WRITTEN TASKS>
A. In the power analysis article, rewrite the paragraph beginning "The last pieces we need" as a short bulleted list that keeps its main facts.
B. Continue the power analysis article from its final sentence.

ARTICLE>
==========

That said, this paper is prime example of where a lack of statistical significance was interpretted as “no difference” rather than the more accurate “the difference was smaller than our power to detect”. So, what size of effect size could they have detected?

Note: although there are packages which can do this more or less automatically, we will do it “by hand” for demonstration purposes.

First, we need to know the experimental design. The authors report a 2 year experiment with a randomized complete block design with 3 replications and 3 treatments in 2015 and 4 in 2016.

Now, how were the data analyzed? The authors report a within year (i.e., each year was modeled separately) linear model with block and treatment as fixed effects.

If you just did a double take, then good on you. There are already issues in the analysis. We will look at the original analysis and as well as a more robust one in a later post.

The last pieces we need are some estimate of magnitude of variation within treatments. We will use a rough estimate based on the numbers as reported by the authors to start. Specifically, we are going to assume the variation between treatments is shared.

==========

PROVIDED MATERIAL>

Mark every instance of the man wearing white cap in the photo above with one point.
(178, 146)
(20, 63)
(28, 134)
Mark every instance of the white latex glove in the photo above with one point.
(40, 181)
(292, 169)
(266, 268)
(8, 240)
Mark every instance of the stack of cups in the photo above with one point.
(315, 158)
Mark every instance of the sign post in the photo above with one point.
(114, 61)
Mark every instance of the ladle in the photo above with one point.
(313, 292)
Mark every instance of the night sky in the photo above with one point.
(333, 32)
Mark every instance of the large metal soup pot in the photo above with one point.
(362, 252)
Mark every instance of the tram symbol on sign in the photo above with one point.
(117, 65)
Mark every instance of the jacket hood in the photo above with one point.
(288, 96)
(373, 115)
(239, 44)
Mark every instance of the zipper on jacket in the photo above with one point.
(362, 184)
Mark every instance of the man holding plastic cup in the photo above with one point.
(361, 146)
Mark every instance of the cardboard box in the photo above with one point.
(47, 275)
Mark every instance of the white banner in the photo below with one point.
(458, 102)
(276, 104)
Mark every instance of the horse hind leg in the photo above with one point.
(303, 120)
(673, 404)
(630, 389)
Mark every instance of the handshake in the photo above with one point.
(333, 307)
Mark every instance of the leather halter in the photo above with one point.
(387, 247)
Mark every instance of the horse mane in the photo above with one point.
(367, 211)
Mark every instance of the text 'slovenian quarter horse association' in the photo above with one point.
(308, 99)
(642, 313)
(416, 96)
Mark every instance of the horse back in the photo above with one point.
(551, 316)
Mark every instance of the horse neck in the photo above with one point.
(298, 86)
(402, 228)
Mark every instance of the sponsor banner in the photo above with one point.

==========

ANSWERS TO EACH TASK>
A.
- The remaining input needed is an estimate of the magnitude of variation within treatments.
- A rough estimate based on the numbers the authors reported will be used to start.
- The variation between treatments is assumed to be shared.

B.
Now, we don’t have access to the original data, so we are going to have to do some estimating for the standard deviation within treatments. To do this, we are going to change the the standard deviation and will see how different levels of variation affect our power.

From a previous meta-analysis by these same authors, we expect a roughly 5–10% effect size. Taking yield as an example, based on the tables in the paper, we can estimate that the average yield to be around 11 Mg/ha, which makes the a priori estimate of the effect 0.55 – 1.1. That is, we expect the AWD treatment to decrease yields by 0.55–1.1 Mg/ha

intercept = 11
beta_treatment = c(0, -0.55, -1.1)

Getting the error is a little more difficult. The standard errors reported range from 0.08 to 0.48. But this will include both block to variation as well as the within treatment variation. We will work with the optimistic assumption that the blocks have a low variance.

Since we are not really interested in the blocks, we are just going to set them with roughly a standard deviation of 0.075 and arrange them so that their effects sum to zero,

beta_block = c(0.15, 0, -0.15)

As we will see, the model assumes a shared error term for all observations. In other studies working at this same site, I have estimated the measurement error to be roughly 0.9 Mg/ha. If we are optimistic that the standard error is lower here, we can get an estimate of the measurement error from the standard errors reported (standard error = \( \sigma / \sqrt{n} \) ). Based on the numbers reported in the paper and this equation, we will use 0.34 Mg/ha (very optimistic based on other data from this site).

sigma = 0.34

Now, we can set up our simulation framework.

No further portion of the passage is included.